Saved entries
= Beginning of Section =
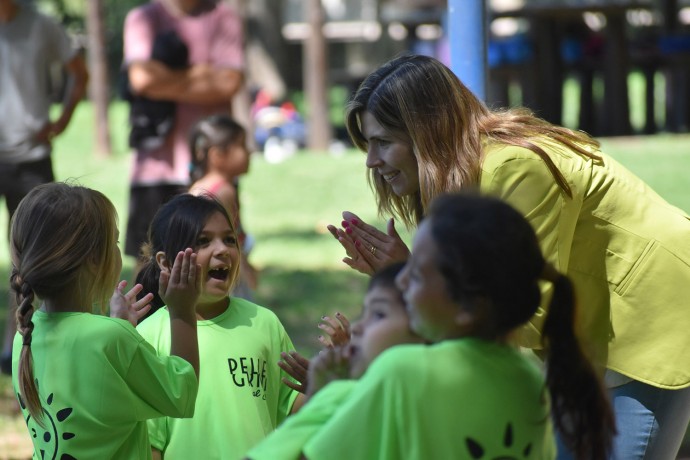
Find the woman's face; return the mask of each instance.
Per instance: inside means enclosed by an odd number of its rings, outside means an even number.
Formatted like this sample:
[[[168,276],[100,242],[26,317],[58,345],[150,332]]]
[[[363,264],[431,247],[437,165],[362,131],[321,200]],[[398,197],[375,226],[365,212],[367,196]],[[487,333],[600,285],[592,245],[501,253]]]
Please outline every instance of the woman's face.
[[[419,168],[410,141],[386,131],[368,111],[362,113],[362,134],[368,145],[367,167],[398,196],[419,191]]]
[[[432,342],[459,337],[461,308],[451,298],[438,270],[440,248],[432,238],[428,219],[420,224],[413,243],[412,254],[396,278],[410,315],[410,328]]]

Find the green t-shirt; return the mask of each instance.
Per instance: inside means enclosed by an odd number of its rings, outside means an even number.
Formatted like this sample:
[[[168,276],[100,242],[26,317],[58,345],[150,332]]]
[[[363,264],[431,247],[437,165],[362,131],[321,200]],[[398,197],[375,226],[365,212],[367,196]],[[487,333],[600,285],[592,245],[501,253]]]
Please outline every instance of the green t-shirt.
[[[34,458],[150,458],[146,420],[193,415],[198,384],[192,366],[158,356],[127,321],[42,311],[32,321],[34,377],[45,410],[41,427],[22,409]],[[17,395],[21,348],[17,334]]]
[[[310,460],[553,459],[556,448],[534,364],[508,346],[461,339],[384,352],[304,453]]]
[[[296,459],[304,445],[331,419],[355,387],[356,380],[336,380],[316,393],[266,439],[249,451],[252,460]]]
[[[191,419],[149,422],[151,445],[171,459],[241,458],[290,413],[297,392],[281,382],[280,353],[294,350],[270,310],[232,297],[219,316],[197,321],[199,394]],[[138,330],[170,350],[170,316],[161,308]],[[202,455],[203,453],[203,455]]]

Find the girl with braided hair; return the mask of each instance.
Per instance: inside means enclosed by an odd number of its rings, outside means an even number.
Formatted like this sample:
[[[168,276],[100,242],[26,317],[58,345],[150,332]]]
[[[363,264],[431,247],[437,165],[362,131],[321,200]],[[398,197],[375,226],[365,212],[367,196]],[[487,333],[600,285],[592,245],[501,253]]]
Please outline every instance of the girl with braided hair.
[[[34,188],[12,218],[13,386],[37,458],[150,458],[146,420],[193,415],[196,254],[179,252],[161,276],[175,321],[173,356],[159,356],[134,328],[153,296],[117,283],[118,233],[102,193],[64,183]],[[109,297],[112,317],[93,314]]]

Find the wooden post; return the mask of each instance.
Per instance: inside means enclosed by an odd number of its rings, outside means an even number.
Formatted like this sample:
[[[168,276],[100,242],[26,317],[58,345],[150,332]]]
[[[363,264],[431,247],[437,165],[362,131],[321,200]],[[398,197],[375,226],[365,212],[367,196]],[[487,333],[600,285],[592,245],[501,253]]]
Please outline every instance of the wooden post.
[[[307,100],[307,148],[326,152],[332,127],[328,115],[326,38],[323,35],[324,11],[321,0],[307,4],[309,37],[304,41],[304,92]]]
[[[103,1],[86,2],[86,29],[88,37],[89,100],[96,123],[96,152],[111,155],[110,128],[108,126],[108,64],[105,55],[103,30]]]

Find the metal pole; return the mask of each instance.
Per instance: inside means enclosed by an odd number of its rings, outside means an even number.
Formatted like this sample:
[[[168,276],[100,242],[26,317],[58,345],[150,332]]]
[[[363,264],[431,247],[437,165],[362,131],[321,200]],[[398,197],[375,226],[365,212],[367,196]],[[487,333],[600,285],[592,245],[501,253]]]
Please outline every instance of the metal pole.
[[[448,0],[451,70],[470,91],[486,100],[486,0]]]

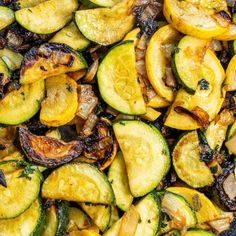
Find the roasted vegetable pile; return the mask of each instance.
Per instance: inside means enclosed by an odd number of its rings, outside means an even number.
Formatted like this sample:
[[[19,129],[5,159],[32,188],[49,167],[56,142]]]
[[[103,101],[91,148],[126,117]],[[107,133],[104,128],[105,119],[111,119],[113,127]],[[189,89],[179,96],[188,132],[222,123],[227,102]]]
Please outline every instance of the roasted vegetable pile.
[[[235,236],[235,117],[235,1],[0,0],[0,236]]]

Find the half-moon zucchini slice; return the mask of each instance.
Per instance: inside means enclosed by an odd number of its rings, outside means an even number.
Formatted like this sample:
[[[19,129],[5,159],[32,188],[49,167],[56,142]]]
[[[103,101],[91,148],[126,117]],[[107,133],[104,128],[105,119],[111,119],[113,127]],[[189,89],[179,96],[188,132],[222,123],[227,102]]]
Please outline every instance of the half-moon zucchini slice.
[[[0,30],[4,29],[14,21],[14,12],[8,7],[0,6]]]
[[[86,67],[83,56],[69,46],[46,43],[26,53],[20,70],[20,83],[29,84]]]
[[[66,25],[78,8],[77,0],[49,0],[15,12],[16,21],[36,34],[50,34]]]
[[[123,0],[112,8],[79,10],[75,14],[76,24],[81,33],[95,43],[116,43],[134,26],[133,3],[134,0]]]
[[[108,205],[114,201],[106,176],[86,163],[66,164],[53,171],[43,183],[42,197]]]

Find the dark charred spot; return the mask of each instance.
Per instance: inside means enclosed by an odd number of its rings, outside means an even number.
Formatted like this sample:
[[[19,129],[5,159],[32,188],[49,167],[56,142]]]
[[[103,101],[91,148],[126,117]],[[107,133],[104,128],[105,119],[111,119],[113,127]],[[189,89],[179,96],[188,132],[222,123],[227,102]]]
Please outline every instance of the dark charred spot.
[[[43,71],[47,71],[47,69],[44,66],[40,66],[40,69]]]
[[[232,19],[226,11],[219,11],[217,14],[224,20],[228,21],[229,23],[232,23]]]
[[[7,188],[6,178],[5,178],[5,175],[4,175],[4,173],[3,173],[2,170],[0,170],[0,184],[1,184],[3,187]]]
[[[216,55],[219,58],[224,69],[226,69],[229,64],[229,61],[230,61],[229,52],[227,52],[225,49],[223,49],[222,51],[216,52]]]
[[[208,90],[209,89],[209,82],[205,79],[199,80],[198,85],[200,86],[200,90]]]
= End of Section =
= Beginning of Section =
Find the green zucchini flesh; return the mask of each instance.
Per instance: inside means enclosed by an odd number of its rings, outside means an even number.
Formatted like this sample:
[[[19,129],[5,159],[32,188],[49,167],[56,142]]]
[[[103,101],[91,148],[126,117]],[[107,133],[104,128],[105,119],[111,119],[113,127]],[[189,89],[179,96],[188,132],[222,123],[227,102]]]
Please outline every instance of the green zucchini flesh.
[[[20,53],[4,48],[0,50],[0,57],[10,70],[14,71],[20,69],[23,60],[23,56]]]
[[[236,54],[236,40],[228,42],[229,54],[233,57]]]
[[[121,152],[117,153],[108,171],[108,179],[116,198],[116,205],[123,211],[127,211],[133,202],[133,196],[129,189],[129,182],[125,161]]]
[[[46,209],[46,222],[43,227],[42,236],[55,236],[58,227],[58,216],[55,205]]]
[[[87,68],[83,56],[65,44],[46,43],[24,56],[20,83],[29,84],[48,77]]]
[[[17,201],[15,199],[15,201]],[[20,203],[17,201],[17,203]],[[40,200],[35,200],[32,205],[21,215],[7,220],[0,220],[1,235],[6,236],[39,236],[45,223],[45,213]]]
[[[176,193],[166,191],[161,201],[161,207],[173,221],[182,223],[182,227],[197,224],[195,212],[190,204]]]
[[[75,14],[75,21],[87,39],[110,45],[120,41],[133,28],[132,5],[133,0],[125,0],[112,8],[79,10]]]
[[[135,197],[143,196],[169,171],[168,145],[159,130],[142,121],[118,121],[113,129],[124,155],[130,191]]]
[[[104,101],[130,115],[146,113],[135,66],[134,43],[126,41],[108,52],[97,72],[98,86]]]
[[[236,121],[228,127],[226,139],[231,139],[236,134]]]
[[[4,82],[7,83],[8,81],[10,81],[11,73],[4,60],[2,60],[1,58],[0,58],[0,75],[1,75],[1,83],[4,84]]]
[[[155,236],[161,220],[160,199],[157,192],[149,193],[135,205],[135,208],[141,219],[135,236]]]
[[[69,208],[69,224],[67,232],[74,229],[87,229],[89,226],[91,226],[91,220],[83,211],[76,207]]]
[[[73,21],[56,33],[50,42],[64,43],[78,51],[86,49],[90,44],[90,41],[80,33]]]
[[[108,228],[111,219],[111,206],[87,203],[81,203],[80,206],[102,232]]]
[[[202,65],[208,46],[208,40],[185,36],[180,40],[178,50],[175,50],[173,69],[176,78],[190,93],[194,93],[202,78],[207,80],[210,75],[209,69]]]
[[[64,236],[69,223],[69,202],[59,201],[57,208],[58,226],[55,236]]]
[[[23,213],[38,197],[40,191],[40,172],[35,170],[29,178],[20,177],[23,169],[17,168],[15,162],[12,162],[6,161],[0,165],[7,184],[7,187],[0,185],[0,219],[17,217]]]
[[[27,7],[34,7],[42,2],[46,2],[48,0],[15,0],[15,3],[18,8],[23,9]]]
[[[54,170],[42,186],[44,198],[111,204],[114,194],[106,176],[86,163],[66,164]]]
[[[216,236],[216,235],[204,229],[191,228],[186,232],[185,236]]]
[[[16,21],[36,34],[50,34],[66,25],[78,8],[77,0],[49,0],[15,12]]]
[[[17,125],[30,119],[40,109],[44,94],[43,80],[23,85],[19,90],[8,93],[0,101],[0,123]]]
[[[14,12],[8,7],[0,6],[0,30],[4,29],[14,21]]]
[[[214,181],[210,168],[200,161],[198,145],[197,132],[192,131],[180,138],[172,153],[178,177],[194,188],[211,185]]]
= End of Section =
= Beginning of Section =
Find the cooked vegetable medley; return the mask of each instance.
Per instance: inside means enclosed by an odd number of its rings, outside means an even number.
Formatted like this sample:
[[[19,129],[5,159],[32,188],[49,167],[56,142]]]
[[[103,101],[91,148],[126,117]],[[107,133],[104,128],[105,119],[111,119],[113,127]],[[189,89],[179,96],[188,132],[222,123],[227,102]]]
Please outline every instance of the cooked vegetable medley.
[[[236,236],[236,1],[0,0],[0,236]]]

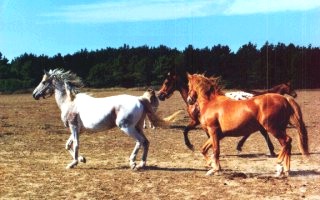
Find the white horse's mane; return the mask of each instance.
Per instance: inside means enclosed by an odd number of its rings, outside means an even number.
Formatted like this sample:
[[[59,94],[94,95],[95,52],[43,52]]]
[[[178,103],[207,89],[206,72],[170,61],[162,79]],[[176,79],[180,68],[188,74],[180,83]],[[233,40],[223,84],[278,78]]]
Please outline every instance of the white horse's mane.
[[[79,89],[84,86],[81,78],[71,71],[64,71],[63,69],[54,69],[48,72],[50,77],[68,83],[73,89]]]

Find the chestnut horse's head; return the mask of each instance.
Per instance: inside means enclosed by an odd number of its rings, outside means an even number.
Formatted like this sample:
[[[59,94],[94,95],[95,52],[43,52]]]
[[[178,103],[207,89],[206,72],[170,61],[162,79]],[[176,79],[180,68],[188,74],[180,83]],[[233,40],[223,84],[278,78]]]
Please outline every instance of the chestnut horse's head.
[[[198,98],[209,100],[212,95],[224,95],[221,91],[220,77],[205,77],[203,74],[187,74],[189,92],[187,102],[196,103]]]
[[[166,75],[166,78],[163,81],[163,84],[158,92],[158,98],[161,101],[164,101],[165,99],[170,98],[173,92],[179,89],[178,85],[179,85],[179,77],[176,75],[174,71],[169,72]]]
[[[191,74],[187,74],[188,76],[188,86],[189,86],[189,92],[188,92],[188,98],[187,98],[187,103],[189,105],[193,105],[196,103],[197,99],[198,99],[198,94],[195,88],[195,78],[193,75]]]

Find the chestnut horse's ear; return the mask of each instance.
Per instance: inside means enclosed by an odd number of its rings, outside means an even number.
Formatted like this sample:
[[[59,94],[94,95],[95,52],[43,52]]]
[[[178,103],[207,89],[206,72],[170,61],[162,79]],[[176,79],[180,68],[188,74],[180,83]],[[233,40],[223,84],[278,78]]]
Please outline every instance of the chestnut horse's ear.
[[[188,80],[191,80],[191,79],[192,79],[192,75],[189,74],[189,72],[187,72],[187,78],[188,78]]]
= End of Section =
> **Task brief**
Once you reach the line with "Find the woman's" in the data above, copy it and every line after it exactly, up to and including the line with "Find the girl".

> **Completed task**
Find the woman's face; return the mask of each instance.
Per instance: inside means enclosed by an odd number of its rings, outside means an even number.
Formatted like this sample:
[[[168,276],[100,242],[26,317],[58,345],[150,332]]]
[[[363,264],[431,247],[437,165],[362,131],[321,200]],[[398,197],[375,226],[365,212],[367,196]],[[487,333],[600,285],[592,245],[501,253]]]
Please outline every instance of the woman's face.
[[[419,168],[410,141],[386,131],[368,111],[362,113],[362,134],[368,145],[367,167],[398,196],[419,191]]]
[[[432,342],[459,337],[461,308],[451,298],[438,270],[440,248],[432,238],[428,219],[420,224],[413,243],[412,254],[396,278],[410,315],[410,328]]]

Find the green t-shirt; return the mask of each instance.
Per instance: inside means enclosed by an odd number of its rings, outside means an even number.
Formatted like this sample:
[[[168,276],[100,242],[26,317],[58,345],[150,332]]]
[[[363,264],[431,247],[437,165],[362,131],[321,200]],[[398,197],[375,226],[365,212],[367,196]],[[487,333],[600,285],[592,245],[501,253]]]
Please outline every instance of the green t-shirt.
[[[34,458],[150,458],[146,420],[193,415],[198,384],[192,366],[158,356],[127,321],[42,311],[32,321],[34,377],[45,410],[41,427],[22,409]],[[17,395],[21,348],[17,334]]]
[[[310,460],[553,459],[556,448],[534,364],[508,346],[461,339],[384,352],[304,453]]]
[[[296,459],[304,445],[331,419],[355,387],[356,380],[336,380],[316,393],[266,439],[249,451],[252,460]]]
[[[191,419],[149,422],[151,445],[171,459],[241,458],[290,413],[297,392],[281,382],[280,353],[294,350],[270,310],[232,297],[219,316],[197,321],[199,394]],[[138,330],[170,350],[170,316],[161,308]],[[202,455],[203,453],[203,455]]]

Find the girl with braided hair; return the mask of each instance.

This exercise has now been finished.